═══ Vorliegender Text ═══

Facebook, Twitter, Youtube und Google+ haben die gesetzlich vorgeschriebenen Transparenzberichte zu Meldungen nach dem Netzwerkdurchsetzungsgesetz veröffentlicht. Die Zahlen beziehen sich auf den Zeitraum vom 1. Januar bis 30. Juni 2018.
Alle Plattformen machen Angaben zur Zahl der Beschwerden, die nach dem NetzDG eingereicht wurden. Diese stammen sowohl von individuellen Nutzern als auch unabhängigen Beschwerdestellen. Außerdem wird offen gelegt, wie viele Inhalte gelöscht oder für Nutzer in Deutschland geoblockt wurden und wie groß die jeweils mit der Moderation beauftragten Teams sind.
Youtube
Anzahl der Beschwerden: 214.827 (User: 144.836 | Beschwerdestellen: 69.991)
Anzahl entfernter/gesperrter Inhalte: 58.297 (User: 42.025 | Beschwerdestellen: 16.272)
Bei Youtube werden alle nach dem NetzDG gemeldeten Inhalte auf die 22 im Gesetz enthaltenen Straftatbestände sowie auf die Community-Richtlinien geprüft. Letzteres erfolgt im ersten Schritt. Nach NetzDG wird im Anschluss geprüft. Verstößt der gemeldete Inhalt gegen die Plattform-Richtlinien, wird er gelöscht. Inhalte, die nach einem der 22 Straftatbestände als rechtswidrig eingestuft werden, werden für Deutschland geoblockt. Diesen Weg gehen auch Google+, Facebook und Twitter.

═══ Bereitgestellte Angaben ═══

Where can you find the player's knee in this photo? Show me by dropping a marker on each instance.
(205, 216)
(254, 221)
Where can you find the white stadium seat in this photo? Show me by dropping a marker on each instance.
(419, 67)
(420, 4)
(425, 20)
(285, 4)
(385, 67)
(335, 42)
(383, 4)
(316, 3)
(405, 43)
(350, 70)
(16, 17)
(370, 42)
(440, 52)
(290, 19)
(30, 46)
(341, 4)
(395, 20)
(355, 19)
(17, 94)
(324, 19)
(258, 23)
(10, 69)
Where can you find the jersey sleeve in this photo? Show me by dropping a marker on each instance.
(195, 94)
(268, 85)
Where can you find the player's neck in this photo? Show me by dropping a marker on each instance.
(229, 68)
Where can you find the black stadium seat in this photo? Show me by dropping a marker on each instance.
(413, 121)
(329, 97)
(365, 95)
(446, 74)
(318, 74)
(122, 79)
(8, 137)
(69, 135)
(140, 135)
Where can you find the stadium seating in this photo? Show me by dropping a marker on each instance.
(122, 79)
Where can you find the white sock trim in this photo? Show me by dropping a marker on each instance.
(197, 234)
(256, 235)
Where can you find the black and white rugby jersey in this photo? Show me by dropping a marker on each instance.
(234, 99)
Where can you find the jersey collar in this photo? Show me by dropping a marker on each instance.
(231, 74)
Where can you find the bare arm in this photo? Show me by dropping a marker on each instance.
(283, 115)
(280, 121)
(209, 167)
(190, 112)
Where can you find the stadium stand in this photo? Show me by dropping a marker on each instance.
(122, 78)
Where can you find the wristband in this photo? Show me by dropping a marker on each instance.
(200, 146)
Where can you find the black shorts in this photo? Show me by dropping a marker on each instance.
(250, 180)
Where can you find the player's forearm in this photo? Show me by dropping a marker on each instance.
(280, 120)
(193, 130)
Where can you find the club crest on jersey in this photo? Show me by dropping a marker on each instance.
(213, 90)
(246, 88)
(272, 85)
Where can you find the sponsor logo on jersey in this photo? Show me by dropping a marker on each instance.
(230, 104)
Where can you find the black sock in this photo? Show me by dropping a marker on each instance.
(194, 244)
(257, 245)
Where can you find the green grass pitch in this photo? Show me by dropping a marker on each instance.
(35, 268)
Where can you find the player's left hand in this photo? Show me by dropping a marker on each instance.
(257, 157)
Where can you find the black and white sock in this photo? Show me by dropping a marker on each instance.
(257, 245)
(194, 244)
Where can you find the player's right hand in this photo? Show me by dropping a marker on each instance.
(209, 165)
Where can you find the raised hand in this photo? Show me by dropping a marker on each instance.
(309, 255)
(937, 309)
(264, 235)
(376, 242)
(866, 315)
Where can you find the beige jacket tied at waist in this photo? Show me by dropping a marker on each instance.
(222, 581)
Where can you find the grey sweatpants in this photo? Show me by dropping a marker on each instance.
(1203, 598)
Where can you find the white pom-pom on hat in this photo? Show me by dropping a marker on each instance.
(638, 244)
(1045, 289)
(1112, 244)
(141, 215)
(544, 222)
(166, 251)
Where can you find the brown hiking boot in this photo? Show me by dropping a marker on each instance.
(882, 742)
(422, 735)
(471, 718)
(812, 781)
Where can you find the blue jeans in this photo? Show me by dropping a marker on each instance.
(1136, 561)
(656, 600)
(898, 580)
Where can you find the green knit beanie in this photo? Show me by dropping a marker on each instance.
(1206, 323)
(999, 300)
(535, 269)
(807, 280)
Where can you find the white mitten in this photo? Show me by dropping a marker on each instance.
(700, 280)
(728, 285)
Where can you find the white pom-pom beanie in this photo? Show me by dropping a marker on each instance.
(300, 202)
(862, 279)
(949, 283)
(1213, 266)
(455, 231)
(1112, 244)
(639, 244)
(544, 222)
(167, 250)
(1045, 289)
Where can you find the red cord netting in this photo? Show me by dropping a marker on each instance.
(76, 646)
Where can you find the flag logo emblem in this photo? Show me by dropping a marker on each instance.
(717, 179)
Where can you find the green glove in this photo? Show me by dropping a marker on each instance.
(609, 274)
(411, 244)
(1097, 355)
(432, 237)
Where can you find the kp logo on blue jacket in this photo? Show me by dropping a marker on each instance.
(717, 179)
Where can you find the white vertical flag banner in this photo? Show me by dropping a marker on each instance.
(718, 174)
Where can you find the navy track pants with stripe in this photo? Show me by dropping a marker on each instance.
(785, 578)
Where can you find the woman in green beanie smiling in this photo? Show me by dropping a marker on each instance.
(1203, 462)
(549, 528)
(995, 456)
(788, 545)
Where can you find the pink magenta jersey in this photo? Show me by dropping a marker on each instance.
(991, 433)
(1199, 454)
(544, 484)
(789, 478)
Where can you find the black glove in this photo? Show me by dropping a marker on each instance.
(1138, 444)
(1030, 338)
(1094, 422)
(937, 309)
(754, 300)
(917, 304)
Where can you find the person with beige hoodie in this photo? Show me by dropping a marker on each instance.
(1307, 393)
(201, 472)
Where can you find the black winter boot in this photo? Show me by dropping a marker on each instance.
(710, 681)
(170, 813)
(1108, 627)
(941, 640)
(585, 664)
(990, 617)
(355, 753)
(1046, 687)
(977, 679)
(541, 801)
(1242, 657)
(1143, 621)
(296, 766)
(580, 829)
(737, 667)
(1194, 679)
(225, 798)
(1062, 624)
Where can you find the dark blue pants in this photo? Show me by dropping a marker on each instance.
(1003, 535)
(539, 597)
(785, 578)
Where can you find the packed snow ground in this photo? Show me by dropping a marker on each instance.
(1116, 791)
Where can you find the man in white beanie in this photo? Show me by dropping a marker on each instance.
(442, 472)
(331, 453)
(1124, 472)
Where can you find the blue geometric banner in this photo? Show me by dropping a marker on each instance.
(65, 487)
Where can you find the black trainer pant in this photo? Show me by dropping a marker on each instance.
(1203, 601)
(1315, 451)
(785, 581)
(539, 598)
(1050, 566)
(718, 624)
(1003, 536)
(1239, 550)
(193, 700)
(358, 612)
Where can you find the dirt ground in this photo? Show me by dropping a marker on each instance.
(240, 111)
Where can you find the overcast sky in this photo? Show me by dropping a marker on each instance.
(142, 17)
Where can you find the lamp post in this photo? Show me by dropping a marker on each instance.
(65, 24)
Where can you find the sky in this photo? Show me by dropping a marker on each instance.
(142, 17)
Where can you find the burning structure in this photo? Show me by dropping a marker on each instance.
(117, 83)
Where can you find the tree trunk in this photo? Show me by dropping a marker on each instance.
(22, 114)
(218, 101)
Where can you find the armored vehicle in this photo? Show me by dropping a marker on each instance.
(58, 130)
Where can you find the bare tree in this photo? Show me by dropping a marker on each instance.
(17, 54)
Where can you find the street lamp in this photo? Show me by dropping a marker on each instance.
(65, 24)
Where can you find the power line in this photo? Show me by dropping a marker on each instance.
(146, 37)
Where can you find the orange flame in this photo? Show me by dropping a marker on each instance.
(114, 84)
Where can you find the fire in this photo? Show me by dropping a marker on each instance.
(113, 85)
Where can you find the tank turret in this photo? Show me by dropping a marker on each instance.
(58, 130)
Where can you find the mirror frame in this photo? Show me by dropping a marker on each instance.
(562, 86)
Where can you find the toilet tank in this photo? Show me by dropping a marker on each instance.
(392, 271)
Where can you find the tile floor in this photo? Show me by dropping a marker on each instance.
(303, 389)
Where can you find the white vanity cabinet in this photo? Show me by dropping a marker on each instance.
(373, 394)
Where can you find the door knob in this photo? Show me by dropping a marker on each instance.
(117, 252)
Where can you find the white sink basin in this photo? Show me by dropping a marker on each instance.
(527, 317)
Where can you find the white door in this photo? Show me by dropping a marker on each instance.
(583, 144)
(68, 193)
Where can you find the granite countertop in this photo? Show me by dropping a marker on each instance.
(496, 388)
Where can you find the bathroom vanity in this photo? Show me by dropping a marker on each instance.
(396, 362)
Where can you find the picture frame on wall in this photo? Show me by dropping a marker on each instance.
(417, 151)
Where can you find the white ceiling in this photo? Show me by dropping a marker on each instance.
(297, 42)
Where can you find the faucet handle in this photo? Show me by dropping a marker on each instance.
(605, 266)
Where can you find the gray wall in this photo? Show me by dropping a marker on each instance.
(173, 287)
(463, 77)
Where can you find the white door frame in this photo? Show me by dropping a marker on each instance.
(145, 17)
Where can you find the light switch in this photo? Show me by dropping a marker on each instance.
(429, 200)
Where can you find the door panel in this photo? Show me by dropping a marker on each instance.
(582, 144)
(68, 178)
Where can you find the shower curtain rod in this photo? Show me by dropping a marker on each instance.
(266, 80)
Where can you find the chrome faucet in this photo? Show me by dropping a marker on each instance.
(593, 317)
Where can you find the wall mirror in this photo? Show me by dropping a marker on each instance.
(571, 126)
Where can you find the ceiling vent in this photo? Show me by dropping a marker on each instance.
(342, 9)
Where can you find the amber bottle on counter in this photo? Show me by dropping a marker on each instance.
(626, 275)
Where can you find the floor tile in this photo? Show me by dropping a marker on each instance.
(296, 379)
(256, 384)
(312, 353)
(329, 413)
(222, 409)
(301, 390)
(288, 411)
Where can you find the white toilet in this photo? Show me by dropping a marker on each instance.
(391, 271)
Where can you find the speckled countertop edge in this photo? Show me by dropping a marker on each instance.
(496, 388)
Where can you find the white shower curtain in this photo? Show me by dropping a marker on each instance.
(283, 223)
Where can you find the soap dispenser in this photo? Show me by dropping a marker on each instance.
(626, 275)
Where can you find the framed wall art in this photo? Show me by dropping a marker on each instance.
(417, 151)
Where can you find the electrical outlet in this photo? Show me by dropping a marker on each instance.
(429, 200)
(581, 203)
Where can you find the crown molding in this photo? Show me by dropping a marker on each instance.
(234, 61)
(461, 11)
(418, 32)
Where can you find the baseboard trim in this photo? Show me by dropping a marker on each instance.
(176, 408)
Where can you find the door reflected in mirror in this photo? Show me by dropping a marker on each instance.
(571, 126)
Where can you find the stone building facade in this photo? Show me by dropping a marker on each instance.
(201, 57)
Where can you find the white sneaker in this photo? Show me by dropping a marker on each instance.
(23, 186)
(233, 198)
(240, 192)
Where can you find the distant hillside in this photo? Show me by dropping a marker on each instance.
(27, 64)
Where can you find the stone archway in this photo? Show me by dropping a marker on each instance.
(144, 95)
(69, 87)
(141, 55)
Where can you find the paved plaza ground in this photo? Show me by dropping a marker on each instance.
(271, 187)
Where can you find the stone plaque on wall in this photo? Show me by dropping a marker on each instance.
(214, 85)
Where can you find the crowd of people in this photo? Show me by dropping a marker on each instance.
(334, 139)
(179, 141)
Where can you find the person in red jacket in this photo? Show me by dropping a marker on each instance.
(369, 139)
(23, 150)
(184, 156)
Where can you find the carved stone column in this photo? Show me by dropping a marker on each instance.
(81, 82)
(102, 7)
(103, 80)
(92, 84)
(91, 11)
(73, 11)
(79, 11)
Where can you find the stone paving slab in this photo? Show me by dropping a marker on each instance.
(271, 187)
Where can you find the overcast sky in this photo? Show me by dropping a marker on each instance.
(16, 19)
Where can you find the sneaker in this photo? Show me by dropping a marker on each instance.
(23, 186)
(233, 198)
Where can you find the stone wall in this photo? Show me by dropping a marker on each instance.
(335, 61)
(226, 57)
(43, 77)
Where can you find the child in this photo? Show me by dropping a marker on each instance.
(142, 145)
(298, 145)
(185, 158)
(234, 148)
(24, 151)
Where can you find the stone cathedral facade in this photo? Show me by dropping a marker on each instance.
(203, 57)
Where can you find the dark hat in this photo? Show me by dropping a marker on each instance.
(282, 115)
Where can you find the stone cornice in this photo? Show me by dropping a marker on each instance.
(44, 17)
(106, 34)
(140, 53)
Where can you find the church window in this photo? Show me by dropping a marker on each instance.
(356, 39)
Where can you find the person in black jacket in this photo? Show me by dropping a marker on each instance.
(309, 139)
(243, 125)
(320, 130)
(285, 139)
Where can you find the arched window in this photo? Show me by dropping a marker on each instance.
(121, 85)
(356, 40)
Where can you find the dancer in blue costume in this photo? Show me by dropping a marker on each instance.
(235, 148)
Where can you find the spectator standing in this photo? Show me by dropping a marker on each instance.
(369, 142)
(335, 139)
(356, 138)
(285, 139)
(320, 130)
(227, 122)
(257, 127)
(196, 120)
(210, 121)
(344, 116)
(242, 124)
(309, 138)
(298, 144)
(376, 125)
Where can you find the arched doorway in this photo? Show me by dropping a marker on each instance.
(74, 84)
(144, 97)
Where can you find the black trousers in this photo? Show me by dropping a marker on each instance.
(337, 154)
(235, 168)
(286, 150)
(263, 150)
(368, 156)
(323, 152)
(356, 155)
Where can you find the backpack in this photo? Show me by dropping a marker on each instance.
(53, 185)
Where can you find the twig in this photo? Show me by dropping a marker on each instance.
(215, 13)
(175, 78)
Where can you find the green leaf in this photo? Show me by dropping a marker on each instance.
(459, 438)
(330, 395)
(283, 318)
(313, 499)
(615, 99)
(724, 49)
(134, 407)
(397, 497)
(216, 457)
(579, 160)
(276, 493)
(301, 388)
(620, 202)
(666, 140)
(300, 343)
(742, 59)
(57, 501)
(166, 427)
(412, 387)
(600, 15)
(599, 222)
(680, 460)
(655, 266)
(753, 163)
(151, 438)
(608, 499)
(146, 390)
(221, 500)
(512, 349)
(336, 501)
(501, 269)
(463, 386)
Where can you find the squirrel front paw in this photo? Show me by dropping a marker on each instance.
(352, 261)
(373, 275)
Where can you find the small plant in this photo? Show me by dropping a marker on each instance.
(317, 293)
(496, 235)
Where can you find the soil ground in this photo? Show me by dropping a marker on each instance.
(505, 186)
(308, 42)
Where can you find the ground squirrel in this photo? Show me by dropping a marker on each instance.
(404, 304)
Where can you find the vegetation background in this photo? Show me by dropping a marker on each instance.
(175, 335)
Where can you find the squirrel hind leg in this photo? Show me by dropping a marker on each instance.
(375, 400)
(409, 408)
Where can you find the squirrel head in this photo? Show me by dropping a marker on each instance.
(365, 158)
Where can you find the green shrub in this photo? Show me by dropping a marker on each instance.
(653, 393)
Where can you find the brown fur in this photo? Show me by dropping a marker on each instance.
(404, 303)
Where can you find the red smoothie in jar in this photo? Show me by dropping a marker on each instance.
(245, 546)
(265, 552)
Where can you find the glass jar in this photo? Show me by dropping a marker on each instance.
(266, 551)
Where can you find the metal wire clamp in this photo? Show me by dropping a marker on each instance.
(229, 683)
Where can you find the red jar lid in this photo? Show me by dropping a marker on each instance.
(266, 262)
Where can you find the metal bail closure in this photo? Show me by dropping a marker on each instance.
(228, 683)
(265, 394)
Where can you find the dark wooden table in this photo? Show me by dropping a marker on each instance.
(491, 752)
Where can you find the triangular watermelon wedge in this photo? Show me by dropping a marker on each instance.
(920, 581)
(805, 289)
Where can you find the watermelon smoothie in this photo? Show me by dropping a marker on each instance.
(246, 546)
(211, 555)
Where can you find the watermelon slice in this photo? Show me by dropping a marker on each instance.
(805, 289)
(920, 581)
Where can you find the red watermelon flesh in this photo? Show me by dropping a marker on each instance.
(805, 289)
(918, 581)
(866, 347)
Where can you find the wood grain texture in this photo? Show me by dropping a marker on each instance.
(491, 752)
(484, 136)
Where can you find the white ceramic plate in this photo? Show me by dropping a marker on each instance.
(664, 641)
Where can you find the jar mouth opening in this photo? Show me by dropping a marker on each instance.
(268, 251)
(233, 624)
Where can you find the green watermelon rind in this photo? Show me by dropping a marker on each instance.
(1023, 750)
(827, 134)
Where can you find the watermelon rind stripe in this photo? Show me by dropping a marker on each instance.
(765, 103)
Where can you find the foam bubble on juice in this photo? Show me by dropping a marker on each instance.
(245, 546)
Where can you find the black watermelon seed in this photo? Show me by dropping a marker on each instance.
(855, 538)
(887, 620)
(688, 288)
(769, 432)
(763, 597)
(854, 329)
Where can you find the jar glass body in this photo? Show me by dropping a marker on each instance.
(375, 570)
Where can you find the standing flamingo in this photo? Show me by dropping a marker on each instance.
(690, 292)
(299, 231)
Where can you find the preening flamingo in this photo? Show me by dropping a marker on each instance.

═══

■ Aufgabenstellung
Führe den Text über die Transparenzberichte nach dem Netzwerkdurchsetzungsgesetz im Anschluss an seinen letzten Satz weiter.

■ Ergebnis der Aufgabe
Google+ und Youtube teilen sich ein Moderationsteam von etwa 100 Personen. Für die NetzDG-Beschwerden wurde ein Dienstleister engagiert. Die beiden Google-Netzwerke gehen im Meldeverfahren einen anderen Weg als die anderen Plattformen: Die 22 Straftatbestände, die im Netzwerkdurchsetzungsgesetz zusammen gefasst werden, wurden in sieben Kategorien unterteilt. Google begründet das mit einer Vereinfachung für die meldenden Nutzer. Einzelne Gesetze können in mehreren Kategorien auftauchen.
Youtube setzt außerdem auf verschiedene Mechanismen, um rechtswidrige Inhalte und Verstöße gegen die hauseigenen Richtlinien aufzuspüren. Dazu gehört die Verwendung von Hashes zur automatischen Erkennung von terroristischen und kinderpornographischen Inhalten, die zuvor bereits gesperrt wurden; Machine Learning zur automatisierten Erkennung extremistischer Inhalte und Meldungen durch User.
Die meisten gemeldeten Inhalte, die eine Maßnahme des Moderationsteams zur Folge hatte, verstießen gegen die Community-Richtlinien und wurden entfernt. Der geringere Anteil wurde nach dem NetzDG in Deutschland zurückgehalten. Das heißt allerdings nicht, dass nicht auch ein Anteil der gelöschten Inhalte rechtswidrig war. Die Moderatoren prüfen nur im ersten Schritt auf diese Verstöße.
Quelle: Google
Google+
Anzahl der Beschwerden: 2.769 (User: 2.741 | Beschwerdestellen: 28)
Anzahl entfernter/gesperrter Inhalte: 1.277 (User: 1.257 | Beschwerdestellen: 20)
Google+ hat mehr als 2 Millionen angemeldete Nutzer in Deutschland und fällt damit unter das NetzDG. Die Zahl der aktiven User dürfte dennoch deutlich geringer sein. Einen Google+-Account erhält man beim Anlegen eines Google-Kontos, etwa zur Nutzung von Youtube oder Google Docs, automatisch.
Da Beschwerden bei Youtube und Google+ vom selben Moderationsteam betreut werden, gleichen sich alle Verfahrensweisen.
Quelle: Google
Anzahl der Beschwerden: 886 (User: 773 | Beschwerdestellen: 113)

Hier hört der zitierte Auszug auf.